| Source passage |
Re: Tax break irks neighbours (News, May 4)
I read with interest your story on Glenlyon Norfolk School. Of note was the view of some people, including Coun. Ben Isitt, that the school should not be exempt from paying property tax, because it’s an elite institution that caters to the wealthy and doesn’t contribute to the public good.
I taught at GNS for 14 years and saw the school from the inside. Here’s what I can report:
– Many students are from the middle class, where both parents work at regular jobs and pay taxes like the rest of us.
Some are there only because of bursaries that help them attend.
– GNS hosts numerous events that benefit public school students – everything from band festivals and sports events to an annual youth conference that has welcomed speakers such as Stephen Lewis and Rick Hansen.
– GNS students volunteer in hospitals, retirement homes and at other community facilities and functions. Some even volunteer on international development projects.
– The school’s community regularly raises funds for a variety of public causes.

| About this task |
Can you pick up the letter about Glenlyon Norfolk School's property-tax exemption and continue it from its last line?

| Study material |

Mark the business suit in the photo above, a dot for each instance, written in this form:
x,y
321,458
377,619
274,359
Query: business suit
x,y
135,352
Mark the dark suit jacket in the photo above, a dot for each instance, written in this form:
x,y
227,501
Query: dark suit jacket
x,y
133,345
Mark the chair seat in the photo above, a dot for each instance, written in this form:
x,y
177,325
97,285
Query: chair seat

---

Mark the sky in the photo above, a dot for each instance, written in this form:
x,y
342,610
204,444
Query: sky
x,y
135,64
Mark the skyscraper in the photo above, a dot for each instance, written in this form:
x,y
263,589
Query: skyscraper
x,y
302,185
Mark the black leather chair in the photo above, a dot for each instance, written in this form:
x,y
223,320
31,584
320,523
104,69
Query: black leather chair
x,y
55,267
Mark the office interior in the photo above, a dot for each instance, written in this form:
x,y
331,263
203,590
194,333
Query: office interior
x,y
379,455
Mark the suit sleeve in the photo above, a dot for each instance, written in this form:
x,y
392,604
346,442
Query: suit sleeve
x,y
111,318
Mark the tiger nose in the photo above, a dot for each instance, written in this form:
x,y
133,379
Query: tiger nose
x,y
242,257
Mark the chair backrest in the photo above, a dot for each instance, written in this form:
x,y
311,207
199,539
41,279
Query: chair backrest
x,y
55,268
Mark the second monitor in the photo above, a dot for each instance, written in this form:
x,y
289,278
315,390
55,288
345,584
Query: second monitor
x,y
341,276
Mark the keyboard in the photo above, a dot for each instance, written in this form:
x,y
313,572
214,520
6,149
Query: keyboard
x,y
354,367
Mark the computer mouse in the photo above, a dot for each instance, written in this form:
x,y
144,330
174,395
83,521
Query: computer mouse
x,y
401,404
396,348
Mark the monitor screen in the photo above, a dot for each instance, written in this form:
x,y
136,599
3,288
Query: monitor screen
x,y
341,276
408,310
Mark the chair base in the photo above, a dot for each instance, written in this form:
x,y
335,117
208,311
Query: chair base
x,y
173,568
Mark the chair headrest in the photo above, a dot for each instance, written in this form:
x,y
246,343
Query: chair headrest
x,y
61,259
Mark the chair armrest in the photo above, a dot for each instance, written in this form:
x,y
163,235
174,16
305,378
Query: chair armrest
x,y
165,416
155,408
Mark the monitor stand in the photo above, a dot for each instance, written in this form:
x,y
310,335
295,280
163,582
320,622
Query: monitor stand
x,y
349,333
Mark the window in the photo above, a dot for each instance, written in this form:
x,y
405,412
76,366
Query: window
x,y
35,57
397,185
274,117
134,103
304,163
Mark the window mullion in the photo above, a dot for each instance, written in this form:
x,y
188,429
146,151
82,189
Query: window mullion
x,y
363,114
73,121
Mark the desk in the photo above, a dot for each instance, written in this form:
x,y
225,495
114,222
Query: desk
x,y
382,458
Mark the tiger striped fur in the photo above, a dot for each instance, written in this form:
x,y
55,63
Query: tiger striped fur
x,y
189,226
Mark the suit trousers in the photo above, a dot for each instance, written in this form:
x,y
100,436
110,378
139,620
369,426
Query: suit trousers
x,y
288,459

| Result of this task |
– When they graduate, GNS students, like their counterparts in the public system, often become valuable contributing members of society. Notable graduates include filmmaker Atom Egoyan and internationally acclaimed scholar Thomas Homer-Dixon.
And finally a point about finances: if GNS didn’t exist and the 700 students who attend were in the public schools, taxpayers would have to foot the entire bill for their education. Right now they pay only a portion. That’s a good deal for taxpayers and for the province.
I encourage Coun. Isitt and others to meet some GNS students and their parents and find out what they are really like.
Say hi to the teachers, too, they’re a hardworking bunch.